» TASK DESCRIPTION
Judge whether each statement agrees with the post on household savings goals, giving yes or no and quoting the words of the post that decide it. 1. The retirement goal includes a $10,000 buffer for fixing up a rental house. 2. The baby fund is meant to cover IUI treatments. 3. H wants an emergency fund of $10,000.
>> START DOCUMENT TEXT
- My retirement goal at the moment is $30,000 ($20,000 to put down on a $100,000 or less house that I can rent out with a $10,000 buffer for fixing it up). H and I don't quite agree on how to fund retirement. I want to have rental homes/apartments as well as 401k (I know rentals aren't going to be making money 100% of the time). H really only wants to do the rental homes and while he wouldn't mind funding a 401k, he wants to wait until we have a higher income (after I graduate or we meet other goals) because he doesn't feel we have enough for it to be funded decently.
- Baby fund I am thinking of at least $5,000. We won't be doing any of the IUI's or anything like that, it would be adoption through foster care (almost free, just a couple $200-300 items. Should this be higher?
- Emergency fund- I am thinking $10,000 would be way more than plenty. H wants $20,000 liquid plus enough after that to replace every major item in our home and vehicles (I think this is unnecessarily too high and we could never possibly reach that kind of figure. I haven't even done the math to see how much that would be, it's too scary.)
>> END DOCUMENT TEXT
>> START LISTING
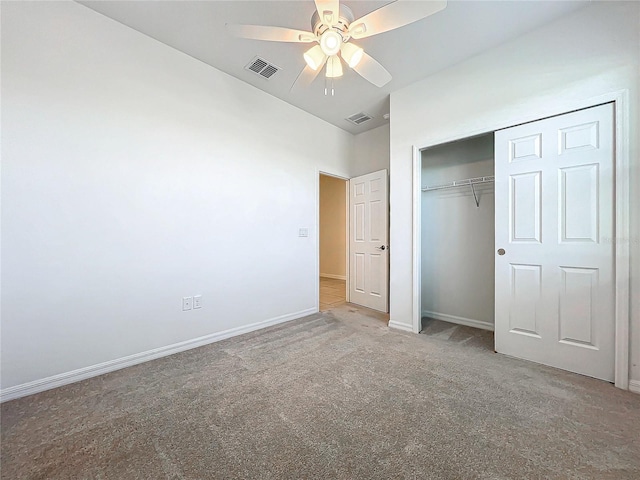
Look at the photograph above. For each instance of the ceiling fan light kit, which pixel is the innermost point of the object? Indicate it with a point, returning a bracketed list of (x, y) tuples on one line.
[(351, 54), (334, 67), (315, 57), (333, 26)]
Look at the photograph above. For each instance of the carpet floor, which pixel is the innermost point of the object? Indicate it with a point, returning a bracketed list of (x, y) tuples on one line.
[(336, 395)]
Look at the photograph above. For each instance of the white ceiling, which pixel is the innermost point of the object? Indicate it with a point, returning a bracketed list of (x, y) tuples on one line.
[(462, 30)]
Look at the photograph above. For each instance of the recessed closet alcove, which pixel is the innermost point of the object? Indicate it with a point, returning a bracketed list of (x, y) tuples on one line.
[(457, 223)]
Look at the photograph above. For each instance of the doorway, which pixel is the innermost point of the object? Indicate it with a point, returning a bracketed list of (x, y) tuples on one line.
[(333, 229)]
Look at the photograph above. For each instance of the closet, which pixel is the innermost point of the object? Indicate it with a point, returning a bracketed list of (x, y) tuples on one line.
[(458, 262)]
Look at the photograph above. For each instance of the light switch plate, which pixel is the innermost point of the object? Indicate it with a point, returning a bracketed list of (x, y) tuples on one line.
[(186, 303)]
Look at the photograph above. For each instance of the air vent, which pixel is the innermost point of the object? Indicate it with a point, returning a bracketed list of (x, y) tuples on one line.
[(359, 118), (261, 67)]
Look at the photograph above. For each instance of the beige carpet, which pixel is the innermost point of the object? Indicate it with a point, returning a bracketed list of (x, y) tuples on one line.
[(336, 395)]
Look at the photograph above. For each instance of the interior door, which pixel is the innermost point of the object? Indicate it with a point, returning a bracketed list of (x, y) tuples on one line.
[(554, 250), (368, 241)]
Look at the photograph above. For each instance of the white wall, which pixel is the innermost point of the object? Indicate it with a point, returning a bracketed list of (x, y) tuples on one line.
[(134, 175), (457, 264), (371, 151), (333, 227), (569, 62)]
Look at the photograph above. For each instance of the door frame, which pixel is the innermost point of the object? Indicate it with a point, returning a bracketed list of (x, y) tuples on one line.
[(346, 253), (621, 242)]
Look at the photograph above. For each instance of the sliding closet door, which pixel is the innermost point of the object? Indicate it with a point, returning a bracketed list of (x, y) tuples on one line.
[(554, 254)]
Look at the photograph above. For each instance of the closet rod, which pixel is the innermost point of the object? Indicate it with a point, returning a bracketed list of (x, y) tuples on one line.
[(463, 183)]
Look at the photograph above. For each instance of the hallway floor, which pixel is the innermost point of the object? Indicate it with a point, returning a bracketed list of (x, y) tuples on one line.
[(333, 292)]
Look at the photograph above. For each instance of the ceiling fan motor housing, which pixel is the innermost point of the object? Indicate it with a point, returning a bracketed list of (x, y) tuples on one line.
[(342, 27)]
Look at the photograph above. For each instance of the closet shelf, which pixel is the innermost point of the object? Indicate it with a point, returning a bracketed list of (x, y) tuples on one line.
[(469, 182)]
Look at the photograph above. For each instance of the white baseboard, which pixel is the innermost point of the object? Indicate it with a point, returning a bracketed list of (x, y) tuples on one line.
[(469, 322), (73, 376), (335, 277), (401, 326)]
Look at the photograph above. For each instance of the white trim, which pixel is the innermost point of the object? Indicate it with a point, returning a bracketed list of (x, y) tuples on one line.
[(401, 326), (335, 277), (622, 168), (622, 245), (469, 322), (417, 240), (73, 376)]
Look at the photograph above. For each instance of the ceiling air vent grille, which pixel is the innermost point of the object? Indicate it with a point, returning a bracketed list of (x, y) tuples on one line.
[(261, 67), (359, 118)]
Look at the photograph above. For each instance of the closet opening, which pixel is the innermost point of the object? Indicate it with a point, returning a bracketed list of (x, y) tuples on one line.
[(333, 229), (457, 241)]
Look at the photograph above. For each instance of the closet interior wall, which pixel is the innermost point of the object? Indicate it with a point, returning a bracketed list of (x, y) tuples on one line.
[(457, 235)]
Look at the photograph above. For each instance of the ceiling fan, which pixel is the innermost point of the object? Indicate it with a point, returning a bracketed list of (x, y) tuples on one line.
[(333, 27)]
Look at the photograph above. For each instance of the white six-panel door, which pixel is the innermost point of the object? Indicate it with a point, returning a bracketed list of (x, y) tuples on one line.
[(554, 254), (368, 241)]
>> END LISTING
» TASK OUTPUT
1. Yes: "with a $10,000 buffer for fixing it up"
2. No: "We won't be doing any of the IUI's or anything like that"
3. No: "H wants $20,000 liquid"